> _Data to use_:
* START *
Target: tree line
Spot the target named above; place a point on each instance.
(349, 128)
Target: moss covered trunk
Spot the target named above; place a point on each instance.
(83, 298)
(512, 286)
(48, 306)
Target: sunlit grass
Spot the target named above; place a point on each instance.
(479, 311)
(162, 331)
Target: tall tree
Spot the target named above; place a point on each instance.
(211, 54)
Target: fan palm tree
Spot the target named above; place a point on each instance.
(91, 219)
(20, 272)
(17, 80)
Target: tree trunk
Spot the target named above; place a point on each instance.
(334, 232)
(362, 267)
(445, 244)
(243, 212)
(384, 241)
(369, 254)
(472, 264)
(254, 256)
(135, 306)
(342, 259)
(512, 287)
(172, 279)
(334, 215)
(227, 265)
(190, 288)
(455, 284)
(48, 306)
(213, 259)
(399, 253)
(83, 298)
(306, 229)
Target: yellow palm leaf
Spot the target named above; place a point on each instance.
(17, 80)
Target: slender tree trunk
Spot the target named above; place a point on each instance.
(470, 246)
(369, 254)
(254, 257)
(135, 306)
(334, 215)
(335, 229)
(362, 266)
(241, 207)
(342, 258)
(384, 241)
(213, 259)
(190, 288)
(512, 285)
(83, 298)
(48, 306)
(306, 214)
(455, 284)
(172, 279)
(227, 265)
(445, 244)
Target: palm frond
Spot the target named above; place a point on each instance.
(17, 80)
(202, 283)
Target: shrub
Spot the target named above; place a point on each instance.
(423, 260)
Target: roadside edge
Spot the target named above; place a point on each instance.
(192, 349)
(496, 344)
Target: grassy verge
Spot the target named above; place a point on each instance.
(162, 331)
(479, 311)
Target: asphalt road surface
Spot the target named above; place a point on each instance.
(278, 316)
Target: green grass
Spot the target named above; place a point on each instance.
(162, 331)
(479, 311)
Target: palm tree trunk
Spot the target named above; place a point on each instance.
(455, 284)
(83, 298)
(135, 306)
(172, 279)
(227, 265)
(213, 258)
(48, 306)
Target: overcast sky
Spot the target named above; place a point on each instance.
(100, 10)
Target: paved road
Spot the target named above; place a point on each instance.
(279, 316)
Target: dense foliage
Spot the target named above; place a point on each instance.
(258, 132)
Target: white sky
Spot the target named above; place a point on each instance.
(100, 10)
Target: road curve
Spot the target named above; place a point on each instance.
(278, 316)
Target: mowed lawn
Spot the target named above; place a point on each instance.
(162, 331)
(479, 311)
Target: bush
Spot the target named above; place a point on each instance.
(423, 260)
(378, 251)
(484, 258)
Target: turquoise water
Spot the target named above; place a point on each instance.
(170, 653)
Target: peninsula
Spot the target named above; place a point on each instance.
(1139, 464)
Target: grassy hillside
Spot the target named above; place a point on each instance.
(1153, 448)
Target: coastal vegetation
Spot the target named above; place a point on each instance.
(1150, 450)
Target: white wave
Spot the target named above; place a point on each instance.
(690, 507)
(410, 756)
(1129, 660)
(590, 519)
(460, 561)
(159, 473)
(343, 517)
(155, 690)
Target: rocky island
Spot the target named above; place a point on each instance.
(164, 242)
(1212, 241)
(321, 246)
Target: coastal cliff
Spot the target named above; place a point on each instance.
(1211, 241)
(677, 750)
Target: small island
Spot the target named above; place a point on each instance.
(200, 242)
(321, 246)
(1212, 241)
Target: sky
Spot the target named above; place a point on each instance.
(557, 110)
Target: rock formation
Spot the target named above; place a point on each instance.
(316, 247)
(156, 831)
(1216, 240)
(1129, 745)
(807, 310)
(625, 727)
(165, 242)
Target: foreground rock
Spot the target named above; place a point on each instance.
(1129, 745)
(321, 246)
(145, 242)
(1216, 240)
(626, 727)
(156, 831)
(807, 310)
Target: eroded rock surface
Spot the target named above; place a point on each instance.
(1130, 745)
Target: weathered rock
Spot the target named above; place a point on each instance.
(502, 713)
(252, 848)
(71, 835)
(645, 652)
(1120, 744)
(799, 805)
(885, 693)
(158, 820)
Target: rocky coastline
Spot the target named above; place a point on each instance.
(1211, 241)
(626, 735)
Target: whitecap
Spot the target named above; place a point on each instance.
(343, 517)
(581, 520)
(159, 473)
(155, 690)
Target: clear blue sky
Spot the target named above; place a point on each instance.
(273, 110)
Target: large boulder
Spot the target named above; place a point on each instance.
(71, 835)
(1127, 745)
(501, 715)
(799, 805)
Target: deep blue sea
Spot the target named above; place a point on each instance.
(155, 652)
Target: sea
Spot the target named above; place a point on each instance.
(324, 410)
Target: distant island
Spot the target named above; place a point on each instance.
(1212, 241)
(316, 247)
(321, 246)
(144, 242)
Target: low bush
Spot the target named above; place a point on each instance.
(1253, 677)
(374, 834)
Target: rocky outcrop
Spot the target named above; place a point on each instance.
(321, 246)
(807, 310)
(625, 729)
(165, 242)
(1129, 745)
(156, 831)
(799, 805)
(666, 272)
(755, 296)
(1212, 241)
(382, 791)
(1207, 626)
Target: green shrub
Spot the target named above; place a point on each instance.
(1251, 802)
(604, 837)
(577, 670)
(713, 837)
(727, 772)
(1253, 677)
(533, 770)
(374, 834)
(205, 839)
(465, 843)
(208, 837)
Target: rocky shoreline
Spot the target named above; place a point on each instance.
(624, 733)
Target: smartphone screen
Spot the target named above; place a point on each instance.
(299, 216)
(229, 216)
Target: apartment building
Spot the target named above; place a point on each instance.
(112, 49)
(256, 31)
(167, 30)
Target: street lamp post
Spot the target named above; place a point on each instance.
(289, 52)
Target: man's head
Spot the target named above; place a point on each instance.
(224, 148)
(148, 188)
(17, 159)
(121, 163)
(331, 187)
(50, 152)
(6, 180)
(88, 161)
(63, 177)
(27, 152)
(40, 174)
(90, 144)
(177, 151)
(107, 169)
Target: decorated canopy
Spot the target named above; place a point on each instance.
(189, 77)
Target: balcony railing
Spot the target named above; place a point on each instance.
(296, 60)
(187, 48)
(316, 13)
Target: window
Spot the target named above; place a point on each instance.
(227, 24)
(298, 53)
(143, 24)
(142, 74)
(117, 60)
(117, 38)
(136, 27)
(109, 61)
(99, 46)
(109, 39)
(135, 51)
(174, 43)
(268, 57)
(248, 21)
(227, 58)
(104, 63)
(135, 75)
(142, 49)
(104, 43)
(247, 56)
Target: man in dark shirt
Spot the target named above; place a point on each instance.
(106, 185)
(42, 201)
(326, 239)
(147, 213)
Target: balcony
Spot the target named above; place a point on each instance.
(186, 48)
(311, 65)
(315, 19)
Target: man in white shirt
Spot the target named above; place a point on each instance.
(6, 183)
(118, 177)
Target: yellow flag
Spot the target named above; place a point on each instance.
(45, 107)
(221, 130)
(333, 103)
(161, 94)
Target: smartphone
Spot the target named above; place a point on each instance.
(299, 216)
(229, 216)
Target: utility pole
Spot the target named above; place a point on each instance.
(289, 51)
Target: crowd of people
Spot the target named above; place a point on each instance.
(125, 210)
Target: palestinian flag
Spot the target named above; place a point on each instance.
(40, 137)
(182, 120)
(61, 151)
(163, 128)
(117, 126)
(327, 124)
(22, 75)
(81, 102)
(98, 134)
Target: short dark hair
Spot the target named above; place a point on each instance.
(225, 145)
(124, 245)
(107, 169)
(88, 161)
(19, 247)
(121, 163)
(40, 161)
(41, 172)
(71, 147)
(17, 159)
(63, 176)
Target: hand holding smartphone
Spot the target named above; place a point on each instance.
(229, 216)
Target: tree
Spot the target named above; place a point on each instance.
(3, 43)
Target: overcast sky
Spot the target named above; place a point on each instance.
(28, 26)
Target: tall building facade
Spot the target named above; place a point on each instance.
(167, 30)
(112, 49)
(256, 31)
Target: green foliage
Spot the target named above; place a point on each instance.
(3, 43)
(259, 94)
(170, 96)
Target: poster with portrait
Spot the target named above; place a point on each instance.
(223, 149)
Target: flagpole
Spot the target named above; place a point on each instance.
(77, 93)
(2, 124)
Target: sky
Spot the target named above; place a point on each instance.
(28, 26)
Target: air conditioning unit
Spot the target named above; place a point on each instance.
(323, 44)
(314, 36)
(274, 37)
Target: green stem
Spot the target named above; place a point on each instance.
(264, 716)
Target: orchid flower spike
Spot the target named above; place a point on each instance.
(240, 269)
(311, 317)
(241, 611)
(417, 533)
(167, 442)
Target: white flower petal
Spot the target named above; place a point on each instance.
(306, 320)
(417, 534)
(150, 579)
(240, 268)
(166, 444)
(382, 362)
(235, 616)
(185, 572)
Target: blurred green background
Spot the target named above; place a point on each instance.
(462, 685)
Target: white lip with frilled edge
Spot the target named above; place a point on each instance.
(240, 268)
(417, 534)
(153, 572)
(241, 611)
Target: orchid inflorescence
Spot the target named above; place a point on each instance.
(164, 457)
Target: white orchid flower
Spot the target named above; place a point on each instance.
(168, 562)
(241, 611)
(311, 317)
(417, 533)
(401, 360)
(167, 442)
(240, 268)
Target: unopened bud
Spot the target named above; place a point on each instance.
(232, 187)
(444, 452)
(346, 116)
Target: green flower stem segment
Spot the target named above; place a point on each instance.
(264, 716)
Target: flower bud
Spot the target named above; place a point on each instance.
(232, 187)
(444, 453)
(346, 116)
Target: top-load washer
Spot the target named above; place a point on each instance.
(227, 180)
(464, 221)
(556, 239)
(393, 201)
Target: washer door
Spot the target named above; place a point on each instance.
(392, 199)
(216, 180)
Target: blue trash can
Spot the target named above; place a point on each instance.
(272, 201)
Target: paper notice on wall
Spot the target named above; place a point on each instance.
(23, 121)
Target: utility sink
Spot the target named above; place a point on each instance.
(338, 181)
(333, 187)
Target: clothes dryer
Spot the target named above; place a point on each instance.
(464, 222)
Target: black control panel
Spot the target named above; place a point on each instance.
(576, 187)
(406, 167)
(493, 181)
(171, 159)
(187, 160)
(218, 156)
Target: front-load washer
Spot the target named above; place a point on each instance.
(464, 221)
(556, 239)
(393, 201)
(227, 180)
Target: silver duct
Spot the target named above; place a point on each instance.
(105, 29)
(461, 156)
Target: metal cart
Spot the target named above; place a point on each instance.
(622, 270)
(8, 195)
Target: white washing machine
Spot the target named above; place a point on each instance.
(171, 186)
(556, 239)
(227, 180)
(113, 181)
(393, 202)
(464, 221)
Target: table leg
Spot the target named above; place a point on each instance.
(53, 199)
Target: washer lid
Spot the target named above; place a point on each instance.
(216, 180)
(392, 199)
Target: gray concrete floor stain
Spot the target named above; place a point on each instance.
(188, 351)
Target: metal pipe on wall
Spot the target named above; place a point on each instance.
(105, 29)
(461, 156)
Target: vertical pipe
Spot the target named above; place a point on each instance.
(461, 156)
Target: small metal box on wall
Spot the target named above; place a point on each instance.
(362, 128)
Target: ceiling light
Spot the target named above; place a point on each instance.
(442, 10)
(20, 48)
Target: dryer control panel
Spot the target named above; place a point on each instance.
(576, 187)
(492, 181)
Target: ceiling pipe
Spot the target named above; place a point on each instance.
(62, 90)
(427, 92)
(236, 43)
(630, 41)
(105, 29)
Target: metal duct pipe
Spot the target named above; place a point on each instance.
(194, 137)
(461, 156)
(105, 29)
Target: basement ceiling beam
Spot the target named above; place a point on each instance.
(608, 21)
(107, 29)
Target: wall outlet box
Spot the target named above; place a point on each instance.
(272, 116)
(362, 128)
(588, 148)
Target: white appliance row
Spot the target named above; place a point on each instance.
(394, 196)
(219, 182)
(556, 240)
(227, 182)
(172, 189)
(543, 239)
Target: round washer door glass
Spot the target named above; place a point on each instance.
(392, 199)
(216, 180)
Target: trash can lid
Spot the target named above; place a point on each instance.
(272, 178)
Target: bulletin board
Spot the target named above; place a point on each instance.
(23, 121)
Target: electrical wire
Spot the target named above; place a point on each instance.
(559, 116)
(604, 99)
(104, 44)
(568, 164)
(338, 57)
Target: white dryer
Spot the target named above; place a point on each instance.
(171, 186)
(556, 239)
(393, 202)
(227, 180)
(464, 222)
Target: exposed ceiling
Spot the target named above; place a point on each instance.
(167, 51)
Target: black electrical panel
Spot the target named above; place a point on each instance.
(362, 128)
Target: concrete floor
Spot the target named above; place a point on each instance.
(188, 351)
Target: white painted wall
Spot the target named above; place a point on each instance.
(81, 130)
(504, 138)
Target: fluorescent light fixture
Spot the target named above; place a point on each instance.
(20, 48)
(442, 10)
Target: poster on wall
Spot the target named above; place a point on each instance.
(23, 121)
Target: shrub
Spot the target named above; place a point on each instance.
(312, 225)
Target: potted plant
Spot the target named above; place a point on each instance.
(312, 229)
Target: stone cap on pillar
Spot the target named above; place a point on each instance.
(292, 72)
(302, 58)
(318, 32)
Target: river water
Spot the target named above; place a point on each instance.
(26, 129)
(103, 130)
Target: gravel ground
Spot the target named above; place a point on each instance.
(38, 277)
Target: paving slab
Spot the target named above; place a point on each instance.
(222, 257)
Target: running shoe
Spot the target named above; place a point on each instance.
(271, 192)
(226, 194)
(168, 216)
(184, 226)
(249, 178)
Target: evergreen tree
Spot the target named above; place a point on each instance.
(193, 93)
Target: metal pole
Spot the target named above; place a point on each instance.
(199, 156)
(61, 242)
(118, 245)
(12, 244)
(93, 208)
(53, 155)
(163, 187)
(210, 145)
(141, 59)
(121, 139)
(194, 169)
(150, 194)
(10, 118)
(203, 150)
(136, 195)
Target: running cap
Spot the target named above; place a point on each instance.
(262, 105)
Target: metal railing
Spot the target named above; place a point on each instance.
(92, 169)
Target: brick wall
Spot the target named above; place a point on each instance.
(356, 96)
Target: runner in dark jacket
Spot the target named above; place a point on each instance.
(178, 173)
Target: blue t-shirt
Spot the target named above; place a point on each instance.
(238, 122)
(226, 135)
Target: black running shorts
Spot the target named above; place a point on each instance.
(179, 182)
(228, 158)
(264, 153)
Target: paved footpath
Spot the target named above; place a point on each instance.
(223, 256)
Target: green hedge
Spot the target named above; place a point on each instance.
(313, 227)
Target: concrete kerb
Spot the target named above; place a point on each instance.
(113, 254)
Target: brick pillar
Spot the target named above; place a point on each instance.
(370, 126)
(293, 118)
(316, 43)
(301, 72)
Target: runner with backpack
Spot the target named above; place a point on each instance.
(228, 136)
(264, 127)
* END *
Which lines run from the one containing "Target: gravel ground" to the end of the entries above? Quote exactly those, and only those.

Target: gravel ground
Spot the target named above; place a point on each instance.
(38, 277)
Target: paving slab
Spot the target named above; place a point on each instance.
(222, 257)
Target: running shoe
Spot the target named above; place a point on each instance.
(271, 192)
(226, 194)
(168, 216)
(184, 226)
(249, 178)
Target: evergreen tree
Spot the target named above; place a point on each instance.
(193, 93)
Target: metal pole
Spot the target named above; place a point on each instance.
(199, 156)
(61, 242)
(118, 245)
(12, 244)
(93, 208)
(53, 155)
(163, 187)
(210, 145)
(141, 59)
(121, 139)
(194, 169)
(150, 194)
(10, 118)
(203, 150)
(136, 195)
Target: running cap
Spot the target named above; place a point on each instance.
(262, 105)
Target: metal railing
Spot the target named above; place a point on each instance.
(92, 169)
Target: brick wall
Spot the target named above; place a point on each instance.
(356, 96)
Target: runner in dark jacket
Spot the target named above; place a point on each instance.
(178, 173)
Target: blue t-shirt
Spot the target named above; place a point on each instance.
(238, 122)
(226, 135)
Target: black running shorts
Spot the target named above; place a point on each instance.
(179, 182)
(228, 158)
(264, 153)
Target: paved footpath
Spot the target named above; place a point on each instance.
(223, 256)
Target: green hedge
Spot the target named above; place a point on each instance.
(313, 227)
Target: concrete kerb
Spot the target named above; place a point on each instance.
(113, 254)
Target: brick pillar
Spot the target named above; place a point on each instance.
(370, 126)
(293, 118)
(316, 43)
(301, 72)
Target: runner with backpack
Spot the target named above; place a point on each instance.
(228, 136)
(264, 127)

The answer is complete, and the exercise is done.